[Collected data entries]
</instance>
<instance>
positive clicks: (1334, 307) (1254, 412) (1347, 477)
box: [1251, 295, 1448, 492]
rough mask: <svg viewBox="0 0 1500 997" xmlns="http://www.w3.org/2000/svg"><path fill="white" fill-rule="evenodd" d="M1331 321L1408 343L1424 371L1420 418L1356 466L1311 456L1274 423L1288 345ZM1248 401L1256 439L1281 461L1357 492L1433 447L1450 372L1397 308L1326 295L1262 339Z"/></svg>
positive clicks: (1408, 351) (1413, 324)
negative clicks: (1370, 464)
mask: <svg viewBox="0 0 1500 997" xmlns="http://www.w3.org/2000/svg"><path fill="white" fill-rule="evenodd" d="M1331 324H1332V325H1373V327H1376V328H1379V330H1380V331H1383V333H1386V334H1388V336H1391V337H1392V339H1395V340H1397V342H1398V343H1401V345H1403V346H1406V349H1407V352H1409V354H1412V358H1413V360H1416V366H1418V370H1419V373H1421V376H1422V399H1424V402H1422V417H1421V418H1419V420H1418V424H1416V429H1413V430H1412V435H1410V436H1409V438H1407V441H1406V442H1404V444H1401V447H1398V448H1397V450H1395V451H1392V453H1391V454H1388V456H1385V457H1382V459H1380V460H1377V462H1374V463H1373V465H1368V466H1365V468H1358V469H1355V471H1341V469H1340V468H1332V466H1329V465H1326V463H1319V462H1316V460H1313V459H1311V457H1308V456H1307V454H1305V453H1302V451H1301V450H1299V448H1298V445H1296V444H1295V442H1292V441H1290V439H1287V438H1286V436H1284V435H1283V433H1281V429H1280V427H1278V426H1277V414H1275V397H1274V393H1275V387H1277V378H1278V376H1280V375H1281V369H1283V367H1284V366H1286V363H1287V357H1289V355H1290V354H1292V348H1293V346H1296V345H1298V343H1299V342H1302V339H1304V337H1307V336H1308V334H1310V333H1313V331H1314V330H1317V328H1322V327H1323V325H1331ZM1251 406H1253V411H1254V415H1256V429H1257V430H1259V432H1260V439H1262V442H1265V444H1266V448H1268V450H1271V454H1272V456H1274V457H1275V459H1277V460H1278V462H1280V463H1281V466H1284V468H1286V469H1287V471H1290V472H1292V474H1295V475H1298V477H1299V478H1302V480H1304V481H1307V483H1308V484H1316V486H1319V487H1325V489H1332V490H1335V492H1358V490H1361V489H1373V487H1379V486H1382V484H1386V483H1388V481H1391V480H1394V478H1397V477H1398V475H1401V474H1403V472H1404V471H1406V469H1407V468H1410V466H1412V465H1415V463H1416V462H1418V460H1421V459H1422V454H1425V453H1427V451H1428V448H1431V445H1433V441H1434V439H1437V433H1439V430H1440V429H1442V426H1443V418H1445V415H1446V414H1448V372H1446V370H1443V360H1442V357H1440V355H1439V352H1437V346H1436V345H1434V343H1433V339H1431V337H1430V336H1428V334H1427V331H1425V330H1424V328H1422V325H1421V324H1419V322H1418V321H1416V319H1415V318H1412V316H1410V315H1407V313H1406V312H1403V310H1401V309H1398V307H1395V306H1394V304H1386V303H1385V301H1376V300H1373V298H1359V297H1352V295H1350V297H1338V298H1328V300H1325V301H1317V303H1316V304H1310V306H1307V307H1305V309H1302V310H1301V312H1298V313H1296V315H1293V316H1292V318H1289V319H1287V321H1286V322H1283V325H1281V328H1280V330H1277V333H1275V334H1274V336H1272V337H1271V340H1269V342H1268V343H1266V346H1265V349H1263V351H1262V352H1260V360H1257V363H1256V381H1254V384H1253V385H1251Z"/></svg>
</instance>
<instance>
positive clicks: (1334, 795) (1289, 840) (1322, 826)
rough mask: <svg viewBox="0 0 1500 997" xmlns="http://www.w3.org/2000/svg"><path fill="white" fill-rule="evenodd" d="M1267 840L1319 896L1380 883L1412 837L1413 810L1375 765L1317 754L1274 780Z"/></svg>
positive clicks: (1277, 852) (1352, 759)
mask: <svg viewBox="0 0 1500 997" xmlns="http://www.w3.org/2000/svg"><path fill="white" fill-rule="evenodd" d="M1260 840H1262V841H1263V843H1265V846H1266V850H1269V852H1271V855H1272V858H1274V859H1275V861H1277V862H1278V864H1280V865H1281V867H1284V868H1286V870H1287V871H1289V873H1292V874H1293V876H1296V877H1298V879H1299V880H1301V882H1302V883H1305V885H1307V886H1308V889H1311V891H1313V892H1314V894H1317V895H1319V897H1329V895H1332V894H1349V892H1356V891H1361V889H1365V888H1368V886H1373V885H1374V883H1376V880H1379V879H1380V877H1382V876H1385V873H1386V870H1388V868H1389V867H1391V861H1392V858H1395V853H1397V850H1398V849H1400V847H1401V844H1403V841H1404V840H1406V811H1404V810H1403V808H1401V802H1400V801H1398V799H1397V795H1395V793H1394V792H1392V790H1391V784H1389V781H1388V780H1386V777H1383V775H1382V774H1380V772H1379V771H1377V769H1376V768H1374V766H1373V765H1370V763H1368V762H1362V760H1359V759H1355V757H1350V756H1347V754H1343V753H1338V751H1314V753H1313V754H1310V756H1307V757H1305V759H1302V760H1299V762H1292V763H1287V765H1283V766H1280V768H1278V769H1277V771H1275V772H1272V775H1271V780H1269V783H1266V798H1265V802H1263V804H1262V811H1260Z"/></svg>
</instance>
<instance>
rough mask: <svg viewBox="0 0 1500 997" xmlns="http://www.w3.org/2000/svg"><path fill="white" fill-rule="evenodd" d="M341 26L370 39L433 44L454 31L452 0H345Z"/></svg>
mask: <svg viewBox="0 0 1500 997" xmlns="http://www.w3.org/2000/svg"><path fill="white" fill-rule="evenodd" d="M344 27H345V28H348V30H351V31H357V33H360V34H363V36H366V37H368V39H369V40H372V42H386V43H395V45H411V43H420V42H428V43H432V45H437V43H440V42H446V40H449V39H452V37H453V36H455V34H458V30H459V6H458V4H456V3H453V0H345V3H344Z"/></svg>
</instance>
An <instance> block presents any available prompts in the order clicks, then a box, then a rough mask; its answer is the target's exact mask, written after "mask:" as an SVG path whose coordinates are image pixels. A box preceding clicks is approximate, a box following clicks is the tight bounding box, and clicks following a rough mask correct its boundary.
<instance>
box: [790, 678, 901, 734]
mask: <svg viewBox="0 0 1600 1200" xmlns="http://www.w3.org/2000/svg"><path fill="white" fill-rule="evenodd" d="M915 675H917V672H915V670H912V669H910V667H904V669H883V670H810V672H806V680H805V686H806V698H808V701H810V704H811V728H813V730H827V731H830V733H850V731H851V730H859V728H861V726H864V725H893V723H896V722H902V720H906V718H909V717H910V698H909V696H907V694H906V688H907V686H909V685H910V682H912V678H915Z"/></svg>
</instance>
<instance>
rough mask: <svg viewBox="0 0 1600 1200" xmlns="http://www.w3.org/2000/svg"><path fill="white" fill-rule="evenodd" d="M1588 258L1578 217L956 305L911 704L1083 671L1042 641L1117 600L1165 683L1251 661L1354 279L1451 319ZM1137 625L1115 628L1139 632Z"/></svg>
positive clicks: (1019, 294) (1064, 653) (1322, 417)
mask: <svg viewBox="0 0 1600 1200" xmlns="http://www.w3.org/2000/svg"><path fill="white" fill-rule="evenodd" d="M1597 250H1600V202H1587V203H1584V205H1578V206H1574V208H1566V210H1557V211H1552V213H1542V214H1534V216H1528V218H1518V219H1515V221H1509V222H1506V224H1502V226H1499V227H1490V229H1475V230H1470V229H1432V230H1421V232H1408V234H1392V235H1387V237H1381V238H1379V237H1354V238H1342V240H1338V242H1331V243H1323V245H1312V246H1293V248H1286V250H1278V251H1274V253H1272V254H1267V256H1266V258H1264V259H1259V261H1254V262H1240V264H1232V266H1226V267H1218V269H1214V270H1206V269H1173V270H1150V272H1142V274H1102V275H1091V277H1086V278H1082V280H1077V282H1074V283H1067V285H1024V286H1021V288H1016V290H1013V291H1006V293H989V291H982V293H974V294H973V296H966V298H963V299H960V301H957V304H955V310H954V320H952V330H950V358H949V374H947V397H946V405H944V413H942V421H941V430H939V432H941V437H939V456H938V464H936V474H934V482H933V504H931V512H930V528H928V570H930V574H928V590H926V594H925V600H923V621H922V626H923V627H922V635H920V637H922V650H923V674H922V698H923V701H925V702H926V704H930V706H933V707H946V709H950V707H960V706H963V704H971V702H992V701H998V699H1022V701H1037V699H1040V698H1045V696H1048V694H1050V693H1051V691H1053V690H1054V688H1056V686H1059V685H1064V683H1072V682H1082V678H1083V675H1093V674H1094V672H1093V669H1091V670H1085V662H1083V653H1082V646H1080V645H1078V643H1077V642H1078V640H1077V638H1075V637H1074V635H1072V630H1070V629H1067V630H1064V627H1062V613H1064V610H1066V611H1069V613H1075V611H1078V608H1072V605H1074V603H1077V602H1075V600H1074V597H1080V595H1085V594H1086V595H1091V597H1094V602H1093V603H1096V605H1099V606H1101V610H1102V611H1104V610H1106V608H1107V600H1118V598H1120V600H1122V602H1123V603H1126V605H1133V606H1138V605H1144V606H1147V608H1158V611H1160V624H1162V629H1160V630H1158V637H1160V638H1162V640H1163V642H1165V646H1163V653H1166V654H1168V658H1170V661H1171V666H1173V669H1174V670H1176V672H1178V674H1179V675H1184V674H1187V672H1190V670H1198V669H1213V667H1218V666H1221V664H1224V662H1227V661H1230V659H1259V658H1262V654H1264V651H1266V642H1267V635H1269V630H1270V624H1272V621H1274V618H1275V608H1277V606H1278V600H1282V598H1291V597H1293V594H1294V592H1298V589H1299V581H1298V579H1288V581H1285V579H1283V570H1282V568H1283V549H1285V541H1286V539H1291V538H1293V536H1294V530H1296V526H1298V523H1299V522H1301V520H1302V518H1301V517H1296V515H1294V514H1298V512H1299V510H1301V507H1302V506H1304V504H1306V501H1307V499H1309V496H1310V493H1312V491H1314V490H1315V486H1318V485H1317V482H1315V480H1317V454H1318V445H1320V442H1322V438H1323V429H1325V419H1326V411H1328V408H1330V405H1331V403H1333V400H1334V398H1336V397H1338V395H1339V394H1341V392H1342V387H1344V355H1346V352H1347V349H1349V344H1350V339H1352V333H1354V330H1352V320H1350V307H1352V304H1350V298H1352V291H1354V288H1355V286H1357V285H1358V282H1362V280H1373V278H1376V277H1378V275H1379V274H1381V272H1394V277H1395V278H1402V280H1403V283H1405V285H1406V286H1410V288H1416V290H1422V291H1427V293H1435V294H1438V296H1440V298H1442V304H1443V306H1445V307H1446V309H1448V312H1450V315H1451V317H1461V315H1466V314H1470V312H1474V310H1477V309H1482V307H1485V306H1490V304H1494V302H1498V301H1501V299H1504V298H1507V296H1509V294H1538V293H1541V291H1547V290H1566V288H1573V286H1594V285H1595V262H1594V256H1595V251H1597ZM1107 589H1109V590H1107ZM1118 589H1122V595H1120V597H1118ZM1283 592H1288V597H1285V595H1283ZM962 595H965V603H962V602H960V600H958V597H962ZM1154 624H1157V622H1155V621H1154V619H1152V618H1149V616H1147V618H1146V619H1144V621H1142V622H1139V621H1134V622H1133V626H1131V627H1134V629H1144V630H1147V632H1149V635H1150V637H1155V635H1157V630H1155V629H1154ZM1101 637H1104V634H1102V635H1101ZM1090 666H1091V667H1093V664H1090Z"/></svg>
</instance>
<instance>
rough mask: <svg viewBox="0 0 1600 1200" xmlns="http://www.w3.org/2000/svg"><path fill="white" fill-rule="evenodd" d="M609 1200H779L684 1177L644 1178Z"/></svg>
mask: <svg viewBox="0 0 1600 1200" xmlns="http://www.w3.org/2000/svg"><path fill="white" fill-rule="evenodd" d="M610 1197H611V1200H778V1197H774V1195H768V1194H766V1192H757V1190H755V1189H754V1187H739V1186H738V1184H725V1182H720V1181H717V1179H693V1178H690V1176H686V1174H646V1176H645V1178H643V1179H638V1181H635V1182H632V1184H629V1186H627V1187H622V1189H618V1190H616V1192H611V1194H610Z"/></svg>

→ Work required: Word for word, output the lines of the data from its first line through the line where "positive clicks: (1408, 351) (1413, 324)" appears, and stop there.

→ Problem solution:
</instance>
<instance>
positive clicks: (1334, 307) (1254, 412) (1347, 477)
box: [1251, 295, 1448, 492]
rough mask: <svg viewBox="0 0 1500 997" xmlns="http://www.w3.org/2000/svg"><path fill="white" fill-rule="evenodd" d="M1331 321L1408 343L1424 371L1420 418L1356 466L1311 456L1274 423L1288 345ZM1248 401L1256 439L1281 461L1357 492L1433 447L1450 372L1397 308L1326 295L1262 339Z"/></svg>
positive clicks: (1408, 351) (1413, 324)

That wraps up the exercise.